##### Task data
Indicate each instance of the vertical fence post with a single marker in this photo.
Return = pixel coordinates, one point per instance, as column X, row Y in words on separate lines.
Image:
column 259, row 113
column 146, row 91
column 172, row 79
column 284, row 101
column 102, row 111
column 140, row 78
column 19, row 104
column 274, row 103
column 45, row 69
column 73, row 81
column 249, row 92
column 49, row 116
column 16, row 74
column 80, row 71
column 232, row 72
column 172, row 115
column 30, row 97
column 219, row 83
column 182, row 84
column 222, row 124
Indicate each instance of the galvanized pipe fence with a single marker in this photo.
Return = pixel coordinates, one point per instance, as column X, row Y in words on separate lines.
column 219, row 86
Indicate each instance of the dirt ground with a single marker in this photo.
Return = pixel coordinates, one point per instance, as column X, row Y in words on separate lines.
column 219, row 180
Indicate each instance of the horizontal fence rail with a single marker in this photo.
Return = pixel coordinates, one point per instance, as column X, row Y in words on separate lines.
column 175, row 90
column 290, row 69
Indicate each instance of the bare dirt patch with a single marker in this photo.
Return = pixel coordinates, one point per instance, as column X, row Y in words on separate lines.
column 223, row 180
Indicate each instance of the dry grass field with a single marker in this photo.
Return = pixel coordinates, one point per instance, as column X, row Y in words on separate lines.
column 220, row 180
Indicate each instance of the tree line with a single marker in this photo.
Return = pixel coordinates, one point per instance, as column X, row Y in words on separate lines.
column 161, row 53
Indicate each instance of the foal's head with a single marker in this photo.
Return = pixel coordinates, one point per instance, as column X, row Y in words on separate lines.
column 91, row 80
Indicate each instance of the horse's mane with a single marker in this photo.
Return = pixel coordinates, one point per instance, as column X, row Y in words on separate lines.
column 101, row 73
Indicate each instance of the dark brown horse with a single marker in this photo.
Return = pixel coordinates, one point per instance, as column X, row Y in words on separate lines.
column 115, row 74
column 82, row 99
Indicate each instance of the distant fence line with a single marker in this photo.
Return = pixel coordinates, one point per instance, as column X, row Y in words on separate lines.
##########
• **Work to complete**: Find all lines in the records that hold the word "dirt". Copy them.

• **Answer for the task**:
Indicate each instance of the dirt ground with a single marker in this photo.
Indicate each instance of the bare dirt patch with a single marker in this photo.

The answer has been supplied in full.